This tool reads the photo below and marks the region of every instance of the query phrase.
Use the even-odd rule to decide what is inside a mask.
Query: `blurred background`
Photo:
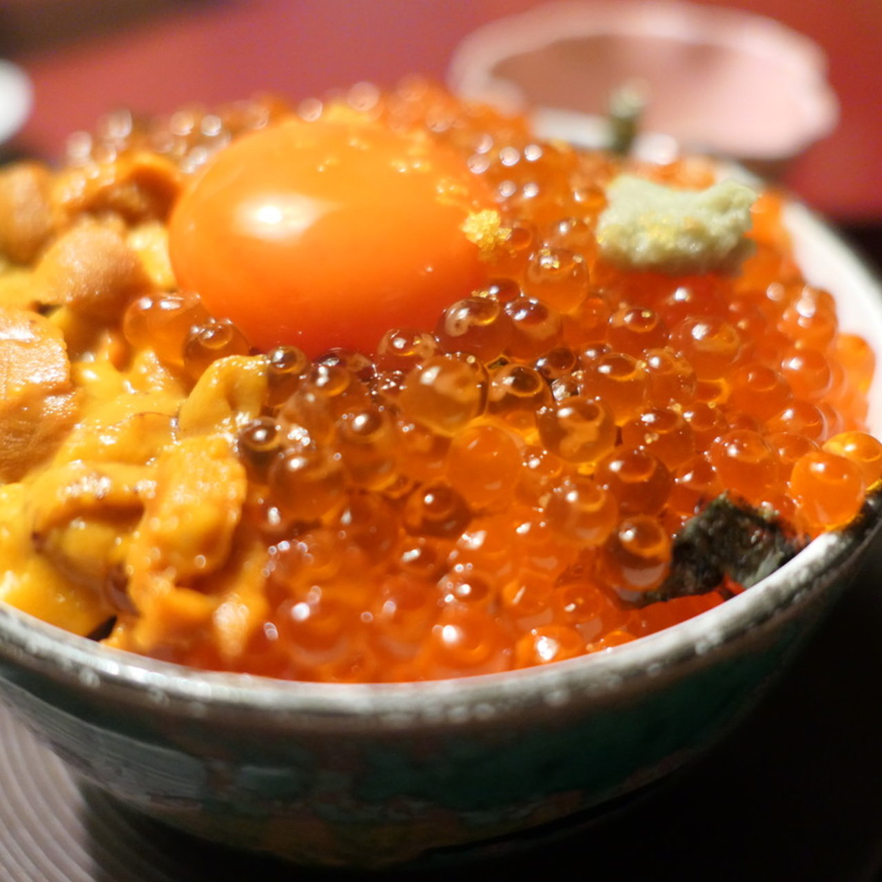
[[[409,72],[443,79],[480,26],[535,0],[0,0],[0,58],[33,85],[11,145],[49,158],[67,135],[121,106],[166,112],[273,91],[293,101]],[[774,18],[813,40],[840,105],[834,131],[786,182],[849,226],[882,217],[882,3],[704,0]],[[762,88],[758,83],[755,88]],[[2,98],[0,98],[2,100]],[[7,150],[10,146],[7,146]]]

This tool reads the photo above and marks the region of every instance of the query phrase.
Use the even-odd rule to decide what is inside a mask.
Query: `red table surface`
[[[841,222],[882,217],[882,3],[705,2],[771,16],[818,43],[841,120],[833,135],[792,166],[787,183]],[[412,71],[441,78],[467,34],[534,5],[534,0],[0,0],[0,45],[28,71],[35,91],[17,146],[56,157],[70,132],[92,128],[102,113],[121,106],[161,113],[256,91],[299,100],[364,79],[386,86]],[[93,25],[94,33],[84,23]],[[65,27],[76,40],[64,39]],[[17,34],[24,35],[18,46]],[[39,34],[49,35],[42,44],[33,39]]]

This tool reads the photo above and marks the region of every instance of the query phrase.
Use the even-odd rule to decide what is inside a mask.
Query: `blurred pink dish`
[[[645,131],[742,161],[796,156],[834,127],[826,60],[807,37],[761,16],[652,0],[549,4],[467,36],[449,71],[464,97],[506,110],[595,118],[610,95],[645,98]]]

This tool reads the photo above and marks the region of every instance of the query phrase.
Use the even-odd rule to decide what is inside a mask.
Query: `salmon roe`
[[[310,118],[340,103],[310,104]],[[664,582],[682,525],[723,490],[777,500],[808,536],[856,516],[882,479],[863,422],[872,355],[799,278],[778,195],[758,202],[736,274],[630,272],[598,254],[609,182],[630,171],[701,188],[710,165],[546,145],[416,80],[356,110],[443,145],[486,185],[501,231],[488,280],[373,352],[261,356],[260,415],[235,430],[249,481],[238,531],[265,556],[259,612],[237,654],[181,641],[164,657],[340,682],[545,664],[721,602],[641,597]],[[235,110],[259,124],[290,113]],[[241,123],[228,116],[214,118],[228,139]],[[199,137],[149,132],[185,175],[206,153]],[[189,292],[135,301],[123,333],[194,378],[245,351]]]

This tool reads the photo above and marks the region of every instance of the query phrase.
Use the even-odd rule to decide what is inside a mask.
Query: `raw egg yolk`
[[[485,281],[466,231],[492,206],[424,134],[289,119],[210,161],[175,206],[169,250],[180,287],[252,346],[371,353],[390,328],[433,329]]]

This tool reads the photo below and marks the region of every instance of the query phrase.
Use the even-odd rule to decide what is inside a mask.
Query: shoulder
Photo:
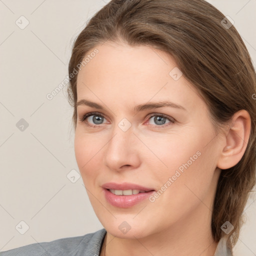
[[[106,233],[103,228],[80,236],[32,244],[0,252],[0,256],[93,256],[100,252]]]
[[[226,236],[220,238],[214,256],[233,256],[232,248],[228,246],[226,242]]]

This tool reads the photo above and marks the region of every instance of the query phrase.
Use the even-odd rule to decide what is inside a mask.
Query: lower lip
[[[117,196],[106,188],[104,188],[104,190],[106,200],[113,206],[120,208],[132,207],[143,200],[148,198],[152,194],[156,192],[154,190],[152,190],[130,196]]]

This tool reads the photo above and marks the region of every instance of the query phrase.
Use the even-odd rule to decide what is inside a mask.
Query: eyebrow
[[[98,108],[99,110],[106,110],[106,108],[100,105],[99,104],[90,102],[90,100],[81,100],[76,102],[76,106],[77,108],[79,106],[90,106],[92,108]],[[173,103],[168,100],[164,100],[162,102],[149,102],[146,103],[144,104],[140,104],[140,105],[138,105],[136,106],[134,108],[134,112],[143,111],[146,110],[152,110],[153,108],[162,108],[164,106],[169,106],[171,108],[178,108],[180,110],[182,110],[186,111],[186,110],[181,106],[180,105],[178,105],[175,103]]]

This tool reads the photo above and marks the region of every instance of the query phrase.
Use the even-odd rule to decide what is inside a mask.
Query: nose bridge
[[[105,154],[106,164],[112,169],[134,164],[134,138],[132,124],[122,120],[112,130]]]

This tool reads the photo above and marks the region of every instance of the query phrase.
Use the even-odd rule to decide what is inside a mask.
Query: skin
[[[108,42],[96,48],[98,54],[78,74],[78,101],[86,99],[106,110],[78,106],[74,148],[89,198],[107,230],[100,255],[106,244],[108,256],[120,252],[123,256],[212,256],[218,243],[210,222],[220,169],[242,158],[250,115],[244,110],[236,113],[232,126],[217,134],[193,86],[184,76],[174,80],[169,75],[177,65],[167,54]],[[166,100],[186,110],[164,106],[133,111],[138,104]],[[102,124],[94,122],[97,114],[79,120],[92,112],[104,117]],[[156,116],[150,118],[152,114]],[[158,114],[175,122],[166,118],[159,124],[154,121]],[[132,124],[125,132],[118,126],[124,118]],[[146,200],[120,208],[106,200],[102,186],[108,182],[160,189],[198,151],[200,156],[154,202]],[[126,234],[118,228],[124,221],[131,227]]]

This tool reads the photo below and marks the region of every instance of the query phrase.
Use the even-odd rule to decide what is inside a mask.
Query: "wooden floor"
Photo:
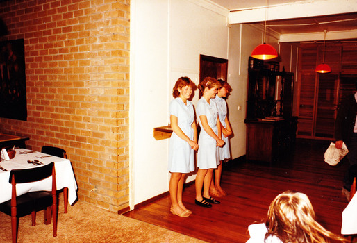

· · · · · · ·

### Consigna
Localice en las entradas anteriores cada línea que contenga la cadena "blurred" y cópiela completa, teniendo en cuenta las mayúsculas y minúsculas.

### Resultado
Query: `blurred background`
Query: `blurred pink dish`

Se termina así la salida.